== Data excerpts ==
= Beginning of Section =

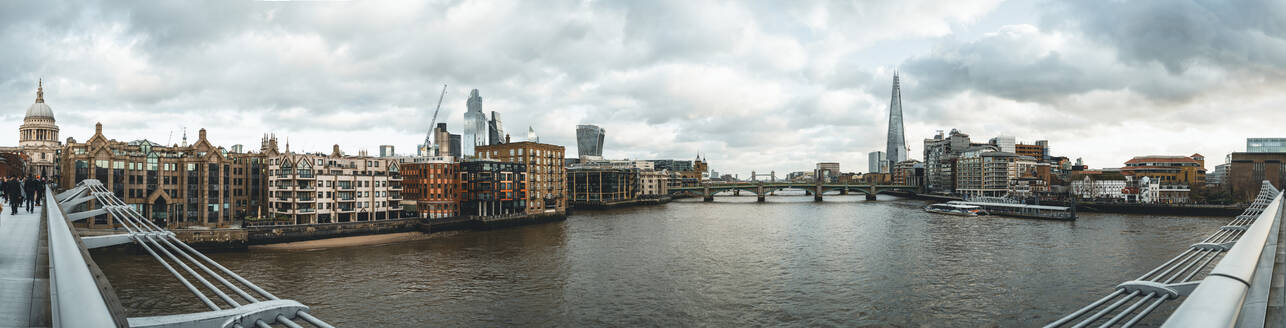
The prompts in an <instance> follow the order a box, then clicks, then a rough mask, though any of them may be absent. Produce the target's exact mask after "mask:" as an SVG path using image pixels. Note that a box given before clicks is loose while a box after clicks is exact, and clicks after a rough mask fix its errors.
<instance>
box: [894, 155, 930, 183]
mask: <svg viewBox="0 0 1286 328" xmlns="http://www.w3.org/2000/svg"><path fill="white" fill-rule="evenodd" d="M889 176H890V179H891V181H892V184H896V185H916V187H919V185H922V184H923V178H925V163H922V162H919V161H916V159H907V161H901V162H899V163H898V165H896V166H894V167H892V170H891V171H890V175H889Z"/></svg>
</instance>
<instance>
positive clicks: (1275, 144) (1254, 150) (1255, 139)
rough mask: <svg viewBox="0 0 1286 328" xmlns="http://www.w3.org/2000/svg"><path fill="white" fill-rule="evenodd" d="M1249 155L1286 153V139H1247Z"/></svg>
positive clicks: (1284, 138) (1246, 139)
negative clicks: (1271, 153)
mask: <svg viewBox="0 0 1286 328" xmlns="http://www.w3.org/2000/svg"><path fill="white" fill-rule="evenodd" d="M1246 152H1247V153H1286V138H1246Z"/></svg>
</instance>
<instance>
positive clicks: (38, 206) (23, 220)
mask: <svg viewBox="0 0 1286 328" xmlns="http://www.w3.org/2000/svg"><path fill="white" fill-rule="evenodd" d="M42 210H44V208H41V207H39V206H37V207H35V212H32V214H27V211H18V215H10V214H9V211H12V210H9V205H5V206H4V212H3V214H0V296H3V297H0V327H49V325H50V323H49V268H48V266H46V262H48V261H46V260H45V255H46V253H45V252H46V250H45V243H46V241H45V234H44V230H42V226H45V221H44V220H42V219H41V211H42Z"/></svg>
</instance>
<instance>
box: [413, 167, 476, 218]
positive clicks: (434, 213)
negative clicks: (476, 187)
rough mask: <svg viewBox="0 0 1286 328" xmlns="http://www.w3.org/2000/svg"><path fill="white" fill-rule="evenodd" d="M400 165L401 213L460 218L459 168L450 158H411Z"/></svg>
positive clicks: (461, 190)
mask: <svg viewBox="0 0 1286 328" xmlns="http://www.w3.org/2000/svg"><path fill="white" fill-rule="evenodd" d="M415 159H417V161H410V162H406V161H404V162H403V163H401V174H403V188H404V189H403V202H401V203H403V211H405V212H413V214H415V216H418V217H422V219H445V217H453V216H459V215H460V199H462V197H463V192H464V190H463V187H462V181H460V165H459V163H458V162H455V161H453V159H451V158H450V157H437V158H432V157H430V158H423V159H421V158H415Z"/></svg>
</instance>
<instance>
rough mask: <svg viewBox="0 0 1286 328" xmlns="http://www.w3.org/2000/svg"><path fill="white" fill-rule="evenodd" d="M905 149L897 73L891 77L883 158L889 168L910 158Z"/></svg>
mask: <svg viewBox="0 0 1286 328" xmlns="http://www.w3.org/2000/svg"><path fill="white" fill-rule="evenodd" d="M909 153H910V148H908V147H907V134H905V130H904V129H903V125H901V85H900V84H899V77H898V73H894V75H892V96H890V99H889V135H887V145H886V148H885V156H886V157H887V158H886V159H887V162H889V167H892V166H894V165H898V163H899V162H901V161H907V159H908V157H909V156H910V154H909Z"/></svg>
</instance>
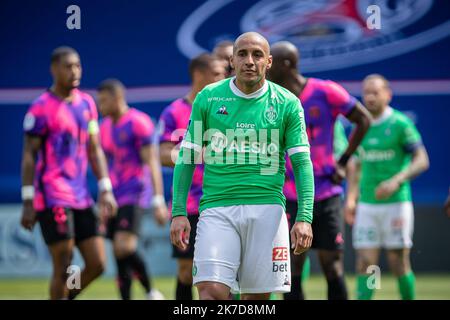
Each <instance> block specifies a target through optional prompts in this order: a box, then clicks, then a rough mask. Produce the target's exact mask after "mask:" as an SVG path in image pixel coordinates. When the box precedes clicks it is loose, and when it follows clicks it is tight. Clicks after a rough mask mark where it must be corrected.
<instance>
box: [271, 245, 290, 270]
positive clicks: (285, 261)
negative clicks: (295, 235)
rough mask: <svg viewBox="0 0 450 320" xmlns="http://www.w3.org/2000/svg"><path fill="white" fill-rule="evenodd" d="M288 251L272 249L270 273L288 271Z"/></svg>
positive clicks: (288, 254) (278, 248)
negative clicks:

= End of Section =

== ABOUT THIS EXERCISE ==
Please reproduce the rows from the start through the line with "box: [894, 155, 930, 183]", both ends included, leaving out the pictures.

== EXERCISE RESPONSE ==
The prompts in an <instance> follow the order a box, then clicks, then a rough mask, though any of them may be absent. Produce the target's exact mask after "mask:" as an SVG path using image pixels. Note that a box given before clicks is loose while a box after clicks is exact, and clicks after a rough mask fix its errors.
<instance>
box: [894, 155, 930, 183]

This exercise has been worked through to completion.